(Problem description) Would you set down the lines running from the one that holds "Where can you see the dark" to the final line of the listing, both included, exactly and with no others?

-=-=-=-=-

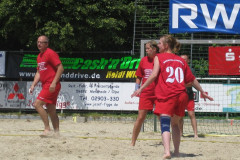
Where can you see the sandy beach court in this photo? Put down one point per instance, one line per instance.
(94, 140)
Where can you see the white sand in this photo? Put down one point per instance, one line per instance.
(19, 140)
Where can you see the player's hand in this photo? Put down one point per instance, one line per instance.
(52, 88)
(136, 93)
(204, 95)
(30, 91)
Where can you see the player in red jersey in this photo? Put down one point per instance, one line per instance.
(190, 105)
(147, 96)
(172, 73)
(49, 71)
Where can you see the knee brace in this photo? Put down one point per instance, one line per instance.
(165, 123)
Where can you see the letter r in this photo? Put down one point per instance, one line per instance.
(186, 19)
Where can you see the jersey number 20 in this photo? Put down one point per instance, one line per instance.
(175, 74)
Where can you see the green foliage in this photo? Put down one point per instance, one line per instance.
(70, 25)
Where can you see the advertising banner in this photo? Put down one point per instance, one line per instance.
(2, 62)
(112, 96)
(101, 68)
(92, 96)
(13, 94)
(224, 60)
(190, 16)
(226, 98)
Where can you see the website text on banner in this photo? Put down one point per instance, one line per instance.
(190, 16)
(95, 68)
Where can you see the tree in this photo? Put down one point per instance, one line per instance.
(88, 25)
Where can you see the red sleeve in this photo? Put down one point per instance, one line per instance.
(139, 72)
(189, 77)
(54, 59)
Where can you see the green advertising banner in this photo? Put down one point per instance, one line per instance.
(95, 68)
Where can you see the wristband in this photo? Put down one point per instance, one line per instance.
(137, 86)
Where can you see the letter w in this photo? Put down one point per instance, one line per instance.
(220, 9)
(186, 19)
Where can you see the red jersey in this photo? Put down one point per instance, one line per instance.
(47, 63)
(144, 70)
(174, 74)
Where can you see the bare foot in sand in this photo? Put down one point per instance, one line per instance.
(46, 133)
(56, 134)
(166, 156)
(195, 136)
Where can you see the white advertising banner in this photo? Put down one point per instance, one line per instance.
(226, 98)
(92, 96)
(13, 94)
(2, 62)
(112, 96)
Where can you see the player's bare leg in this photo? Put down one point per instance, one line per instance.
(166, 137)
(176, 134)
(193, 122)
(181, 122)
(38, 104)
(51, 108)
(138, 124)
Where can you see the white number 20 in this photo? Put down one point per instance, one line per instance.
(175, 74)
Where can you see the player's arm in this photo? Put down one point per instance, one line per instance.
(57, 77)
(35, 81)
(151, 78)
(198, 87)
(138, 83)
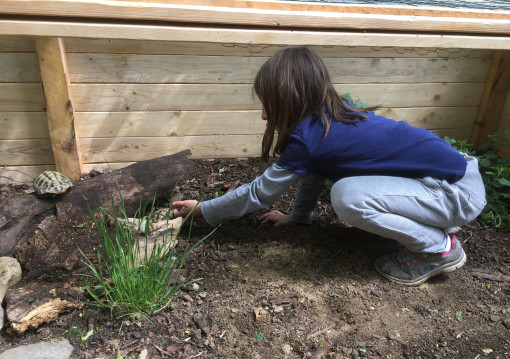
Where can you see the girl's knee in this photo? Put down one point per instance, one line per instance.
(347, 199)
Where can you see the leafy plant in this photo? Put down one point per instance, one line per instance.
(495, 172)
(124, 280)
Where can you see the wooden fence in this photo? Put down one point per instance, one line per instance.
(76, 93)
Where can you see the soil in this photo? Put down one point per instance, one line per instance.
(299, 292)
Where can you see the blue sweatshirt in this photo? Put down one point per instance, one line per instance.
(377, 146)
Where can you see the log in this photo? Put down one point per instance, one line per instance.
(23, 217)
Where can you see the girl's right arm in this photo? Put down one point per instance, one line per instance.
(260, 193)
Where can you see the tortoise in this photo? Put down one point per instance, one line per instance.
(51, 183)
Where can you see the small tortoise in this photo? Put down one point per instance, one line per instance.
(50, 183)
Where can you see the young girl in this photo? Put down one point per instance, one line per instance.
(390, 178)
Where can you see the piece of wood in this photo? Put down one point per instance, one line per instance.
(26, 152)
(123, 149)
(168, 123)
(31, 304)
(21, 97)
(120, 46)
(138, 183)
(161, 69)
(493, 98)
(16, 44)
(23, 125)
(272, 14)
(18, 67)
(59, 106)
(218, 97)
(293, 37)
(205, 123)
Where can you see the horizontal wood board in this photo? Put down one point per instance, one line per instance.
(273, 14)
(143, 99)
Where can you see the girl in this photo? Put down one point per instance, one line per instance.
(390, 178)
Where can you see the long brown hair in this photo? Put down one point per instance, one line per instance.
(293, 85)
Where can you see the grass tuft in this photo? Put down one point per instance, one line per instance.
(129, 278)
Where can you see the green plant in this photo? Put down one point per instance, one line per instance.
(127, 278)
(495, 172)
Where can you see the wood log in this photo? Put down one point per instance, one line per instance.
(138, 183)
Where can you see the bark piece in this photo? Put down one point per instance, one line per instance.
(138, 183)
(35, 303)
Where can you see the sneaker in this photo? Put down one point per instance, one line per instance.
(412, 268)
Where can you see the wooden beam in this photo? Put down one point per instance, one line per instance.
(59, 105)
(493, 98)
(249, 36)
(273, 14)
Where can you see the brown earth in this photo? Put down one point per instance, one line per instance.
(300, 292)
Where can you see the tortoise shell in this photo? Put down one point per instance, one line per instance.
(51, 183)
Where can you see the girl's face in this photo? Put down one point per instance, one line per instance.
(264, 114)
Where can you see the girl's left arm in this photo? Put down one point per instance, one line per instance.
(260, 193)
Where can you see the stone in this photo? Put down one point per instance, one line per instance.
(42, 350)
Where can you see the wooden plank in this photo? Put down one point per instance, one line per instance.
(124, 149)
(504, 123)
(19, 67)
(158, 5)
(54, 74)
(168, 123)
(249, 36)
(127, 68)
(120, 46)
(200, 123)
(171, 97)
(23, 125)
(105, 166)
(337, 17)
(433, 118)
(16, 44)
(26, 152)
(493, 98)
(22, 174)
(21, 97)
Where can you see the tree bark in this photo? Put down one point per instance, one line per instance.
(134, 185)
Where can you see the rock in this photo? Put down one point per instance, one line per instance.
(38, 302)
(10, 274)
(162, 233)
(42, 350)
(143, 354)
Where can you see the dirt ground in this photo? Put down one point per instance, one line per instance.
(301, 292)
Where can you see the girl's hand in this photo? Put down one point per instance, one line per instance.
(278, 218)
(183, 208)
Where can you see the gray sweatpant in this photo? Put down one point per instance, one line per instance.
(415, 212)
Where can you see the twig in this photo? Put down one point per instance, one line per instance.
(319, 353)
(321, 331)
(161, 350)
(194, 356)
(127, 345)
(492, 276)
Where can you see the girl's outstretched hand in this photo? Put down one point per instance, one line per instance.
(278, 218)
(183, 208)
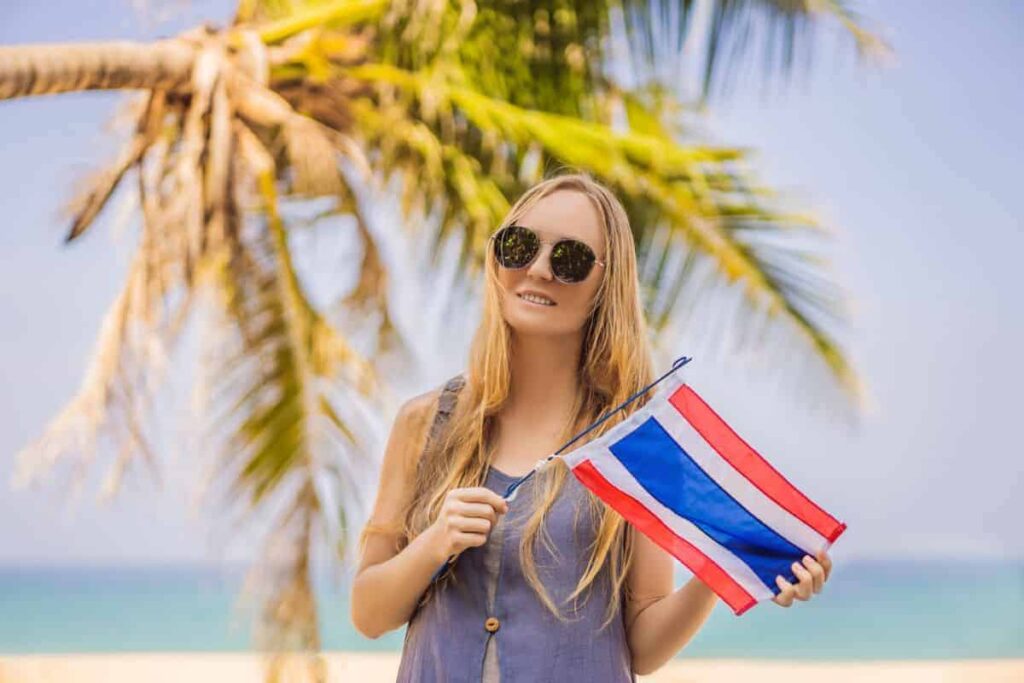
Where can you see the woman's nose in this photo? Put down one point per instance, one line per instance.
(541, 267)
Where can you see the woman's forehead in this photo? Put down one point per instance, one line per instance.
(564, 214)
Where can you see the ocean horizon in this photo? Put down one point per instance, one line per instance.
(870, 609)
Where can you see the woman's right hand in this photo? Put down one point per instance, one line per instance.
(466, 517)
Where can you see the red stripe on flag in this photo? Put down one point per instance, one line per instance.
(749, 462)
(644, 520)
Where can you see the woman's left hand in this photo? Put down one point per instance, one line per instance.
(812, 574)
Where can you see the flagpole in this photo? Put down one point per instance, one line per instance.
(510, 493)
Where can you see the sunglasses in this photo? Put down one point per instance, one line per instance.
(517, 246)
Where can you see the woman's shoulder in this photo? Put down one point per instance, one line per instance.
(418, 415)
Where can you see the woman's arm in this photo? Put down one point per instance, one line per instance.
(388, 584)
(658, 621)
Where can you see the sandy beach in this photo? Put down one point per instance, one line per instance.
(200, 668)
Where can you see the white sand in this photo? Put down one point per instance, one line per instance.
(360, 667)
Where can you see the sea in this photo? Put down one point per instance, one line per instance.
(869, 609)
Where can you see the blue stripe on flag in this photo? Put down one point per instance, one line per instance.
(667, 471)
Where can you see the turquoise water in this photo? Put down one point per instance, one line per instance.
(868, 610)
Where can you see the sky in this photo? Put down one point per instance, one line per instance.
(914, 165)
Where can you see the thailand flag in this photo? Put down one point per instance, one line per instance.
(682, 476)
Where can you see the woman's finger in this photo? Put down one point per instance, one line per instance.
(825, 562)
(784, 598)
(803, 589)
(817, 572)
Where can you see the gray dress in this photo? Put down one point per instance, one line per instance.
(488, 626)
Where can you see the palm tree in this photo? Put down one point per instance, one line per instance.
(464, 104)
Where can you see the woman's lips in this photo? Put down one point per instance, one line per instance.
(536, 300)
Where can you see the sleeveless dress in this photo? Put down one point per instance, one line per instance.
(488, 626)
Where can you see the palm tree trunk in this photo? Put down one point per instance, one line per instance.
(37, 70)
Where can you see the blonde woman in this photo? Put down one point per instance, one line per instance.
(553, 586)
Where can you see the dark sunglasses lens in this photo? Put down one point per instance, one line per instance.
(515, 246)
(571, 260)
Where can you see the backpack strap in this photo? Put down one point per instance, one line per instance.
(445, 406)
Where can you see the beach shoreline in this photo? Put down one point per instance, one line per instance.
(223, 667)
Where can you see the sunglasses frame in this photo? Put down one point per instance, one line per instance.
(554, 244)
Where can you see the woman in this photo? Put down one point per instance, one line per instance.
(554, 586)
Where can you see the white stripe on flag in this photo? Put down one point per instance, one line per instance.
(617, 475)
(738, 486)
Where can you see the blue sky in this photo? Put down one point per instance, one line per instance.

-=-=-=-=-

(Task output)
Where can you see the dark sunglasses lens in this photo? Put down one point per instance, one line per instance.
(515, 246)
(571, 260)
Where can you see the backpack strap in this photo? Put down one point per instance, one line per instance.
(445, 406)
Where can you see the beach shoreline in this photo? Put down one point per instance, one line per instance.
(223, 667)
Where can you see the sunglasses frame in this photo? Put down one point per instance, one line per instance.
(554, 244)
Where can you see the woman in this photo? Put down one point per instance, one line per instance.
(554, 586)
Where can you see the white stripe on flag in this photo? Put down one point per instance, one line per instance.
(617, 475)
(738, 486)
Where can you see the blue sky in this photo? Put down one point per instance, one line per instance.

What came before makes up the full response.